[WORK TO BE COMPLETED]
Will you output all of the data below exactly, omitting the images?

Items listed in a dataset
* * * * * * *
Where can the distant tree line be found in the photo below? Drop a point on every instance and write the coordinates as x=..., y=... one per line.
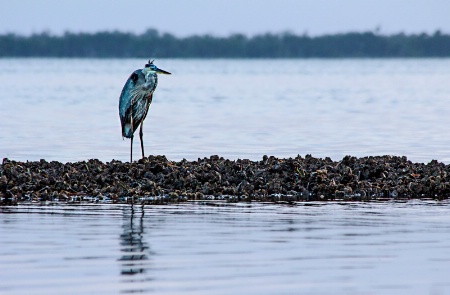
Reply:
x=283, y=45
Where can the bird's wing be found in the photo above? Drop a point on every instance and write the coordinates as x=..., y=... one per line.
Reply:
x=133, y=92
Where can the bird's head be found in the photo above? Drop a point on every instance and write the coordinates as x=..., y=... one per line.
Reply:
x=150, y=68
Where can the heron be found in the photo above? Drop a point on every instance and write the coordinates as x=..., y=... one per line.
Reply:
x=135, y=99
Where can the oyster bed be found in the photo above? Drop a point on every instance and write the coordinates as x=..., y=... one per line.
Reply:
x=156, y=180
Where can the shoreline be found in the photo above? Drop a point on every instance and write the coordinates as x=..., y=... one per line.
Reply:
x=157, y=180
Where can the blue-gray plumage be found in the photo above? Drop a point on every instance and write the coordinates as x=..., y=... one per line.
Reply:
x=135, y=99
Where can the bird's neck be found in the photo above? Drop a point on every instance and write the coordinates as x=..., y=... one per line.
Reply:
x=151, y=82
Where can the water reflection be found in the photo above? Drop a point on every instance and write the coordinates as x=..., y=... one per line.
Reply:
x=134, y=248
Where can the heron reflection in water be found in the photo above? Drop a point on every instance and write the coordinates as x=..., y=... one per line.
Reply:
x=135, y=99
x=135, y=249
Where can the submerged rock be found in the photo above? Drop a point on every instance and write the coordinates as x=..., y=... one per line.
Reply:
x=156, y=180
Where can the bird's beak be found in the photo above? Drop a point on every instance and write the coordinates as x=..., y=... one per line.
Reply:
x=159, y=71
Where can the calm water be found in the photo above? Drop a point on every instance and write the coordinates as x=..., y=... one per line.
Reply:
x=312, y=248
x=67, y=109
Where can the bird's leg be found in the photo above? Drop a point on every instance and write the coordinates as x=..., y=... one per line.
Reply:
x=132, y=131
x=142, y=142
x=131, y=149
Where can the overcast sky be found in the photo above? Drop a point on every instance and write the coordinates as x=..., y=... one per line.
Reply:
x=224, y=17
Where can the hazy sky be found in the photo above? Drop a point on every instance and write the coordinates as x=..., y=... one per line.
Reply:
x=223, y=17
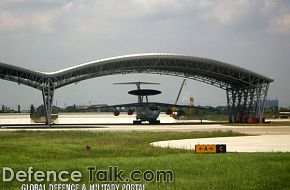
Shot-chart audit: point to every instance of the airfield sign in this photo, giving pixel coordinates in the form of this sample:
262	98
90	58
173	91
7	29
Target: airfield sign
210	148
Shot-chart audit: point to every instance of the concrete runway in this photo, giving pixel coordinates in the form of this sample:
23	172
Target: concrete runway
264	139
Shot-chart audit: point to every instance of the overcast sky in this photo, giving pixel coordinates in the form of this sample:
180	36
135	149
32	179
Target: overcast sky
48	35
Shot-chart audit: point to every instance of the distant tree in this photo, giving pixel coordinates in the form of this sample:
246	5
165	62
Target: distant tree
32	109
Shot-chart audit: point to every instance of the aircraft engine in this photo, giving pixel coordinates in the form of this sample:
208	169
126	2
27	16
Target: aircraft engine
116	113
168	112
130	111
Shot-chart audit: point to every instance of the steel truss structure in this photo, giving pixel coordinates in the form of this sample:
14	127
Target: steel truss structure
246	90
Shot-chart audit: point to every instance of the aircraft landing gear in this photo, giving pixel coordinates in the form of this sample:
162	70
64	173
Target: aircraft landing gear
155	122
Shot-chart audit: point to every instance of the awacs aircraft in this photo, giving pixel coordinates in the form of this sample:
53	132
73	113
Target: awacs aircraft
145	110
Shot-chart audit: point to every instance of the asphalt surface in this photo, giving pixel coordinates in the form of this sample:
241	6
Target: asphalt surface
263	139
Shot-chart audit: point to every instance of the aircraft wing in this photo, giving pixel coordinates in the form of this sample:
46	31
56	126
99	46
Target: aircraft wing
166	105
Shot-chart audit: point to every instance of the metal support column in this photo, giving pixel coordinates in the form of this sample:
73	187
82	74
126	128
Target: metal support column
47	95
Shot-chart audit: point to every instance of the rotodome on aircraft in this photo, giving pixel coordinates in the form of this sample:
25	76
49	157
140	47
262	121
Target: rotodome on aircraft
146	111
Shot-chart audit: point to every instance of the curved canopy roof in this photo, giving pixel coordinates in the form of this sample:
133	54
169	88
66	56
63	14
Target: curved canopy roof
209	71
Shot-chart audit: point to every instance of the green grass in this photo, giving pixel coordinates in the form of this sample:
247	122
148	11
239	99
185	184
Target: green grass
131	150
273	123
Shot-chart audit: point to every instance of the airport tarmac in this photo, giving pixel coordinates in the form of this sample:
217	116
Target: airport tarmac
* * * * * * *
[OUTPUT FOR THIS EXERCISE]
Where can the distant tree line be found in the photo below? Drop a point on every instance and write the coordinates as x=..., y=... one per line.
Reply:
x=283, y=45
Where can the bird's wing be found in the photo above? Drop a point on every instance and write the coordinates as x=..., y=... one per line.
Reply:
x=133, y=92
Where can the bird's head be found in the photo above? Drop a point on every instance and write the coordinates as x=..., y=... one per line.
Reply:
x=150, y=68
Where can the heron be found in the photo above? Drop a point on every instance and write the coordinates as x=..., y=... one per line.
Reply:
x=135, y=99
Where can the oyster bed be found in the photo above? Drop a point on every instance and write the coordinates as x=..., y=... one per line.
Reply:
x=156, y=180
Where can the shoreline be found in the photo above? Drop a point on every instance and write the coordinates as x=..., y=... one per line.
Reply:
x=157, y=180
Where can the blue-gray plumage be found in the photo above? Drop a point on every instance and write the coordinates as x=..., y=... one per line.
Reply:
x=135, y=99
Where can the bird's neck be found in the photo above? Drop a point on every instance and write the coordinates as x=..., y=... one per line.
Reply:
x=151, y=82
Where can the water reflection be found in the photo above? Drop a point on every instance and write the coordinates as x=..., y=... one per line.
Reply:
x=134, y=248
Where can the heron reflection in water be found in the photo above? Drop a point on every instance and write the coordinates as x=..., y=... one per line.
Reply:
x=135, y=99
x=135, y=249
Where can the submerged rock be found in the photo above? Drop a point on every instance and write the coordinates as x=..., y=... one per line.
Reply:
x=156, y=180
Where can the bird's beak be found in the photo above? Drop a point on every instance and write the coordinates as x=..., y=... one per line.
Reply:
x=159, y=71
Where can the calm water be found in the photo above? Drop a point on every instance and write the coordinates as x=..., y=... one per line.
Reply:
x=312, y=248
x=67, y=109
Where can the bird's leg be found in the photo above? Drop a point on every instance and write the coordinates as x=..., y=... one per line.
Reply:
x=132, y=131
x=142, y=142
x=131, y=149
Where can the overcast sky be found in the photo above? Drop a point on every instance and write the coordinates as x=..., y=... one per line.
Reply:
x=224, y=17
Where can the hazy sky be found in the photo above? Drop a point on every instance and write the coordinates as x=..., y=... one per line.
Reply:
x=223, y=17
Shot-chart audit: point to every instance of the airfield sign in this photo, giving pixel coordinates in the form of this sample:
262	98
90	58
173	91
7	29
Target: airfield sign
210	148
Shot-chart audit: point to every instance of the concrete runway in this photo, giving pixel coordinates in the form of this sample:
23	172
Target: concrete runway
264	139
Shot-chart audit: point to every instance of the overcast sky in this photo, giving pixel coordinates in the form of this sample:
180	36
135	149
32	179
Target: overcast sky
48	35
Shot-chart audit: point to every instance of the distant tree in this photo, giving pixel coordinates in the form of this sample:
246	5
165	62
Target: distant tree
32	109
Shot-chart audit: point to every instance of the aircraft engine in this photo, giving pixel coordinates in the form of this sample:
208	169
126	2
27	16
Target: aircraft engine
116	113
168	112
130	111
Shot-chart audit: point to every instance of the steel truss structure in this photo, giving pixel coordinates in the form of this sample:
14	127
Target: steel truss structure
246	90
Shot-chart audit: point to every instance of the aircraft landing gear in this photo, giving pixel coordinates in the form of this sample:
162	70
64	173
Target: aircraft landing gear
155	122
Shot-chart audit: point to every instance of the awacs aircraft in this photo, giving pixel coordinates in the form of this sample:
53	132
73	113
Target: awacs aircraft
145	110
Shot-chart audit: point to every instance of the asphalt surface in this photo, giving pixel coordinates in the form of this sample:
241	6
Target: asphalt surface
263	139
Shot-chart audit: point to every instance of the aircraft wing in this photo, giving pixel coordinates in the form of this sample:
46	31
56	126
99	46
Target: aircraft wing
166	105
Shot-chart audit: point to every instance of the metal support column in this photo, giving pixel coordinates in the form of this sample:
73	187
82	74
126	128
Target: metal support column
47	95
Shot-chart audit: point to every instance of the rotodome on aircraft in this photo, giving pixel coordinates in the form of this sample:
25	76
49	157
140	47
262	121
Target: rotodome on aircraft
146	111
Shot-chart audit: point to every instance of the curved canopy roof in this photo, giving pixel coordinates in the form of this sample:
133	54
169	88
66	56
63	14
Target: curved canopy roof
209	71
Shot-chart audit: point to every instance of the green grass in this photo, giving pixel coordinates in the form of this sample:
247	122
148	11
239	99
185	184
Target: green grass
131	150
273	123
Shot-chart audit: point to every instance of the airport tarmac in this photo, giving pixel coordinates in the form of this sample:
217	116
Target: airport tarmac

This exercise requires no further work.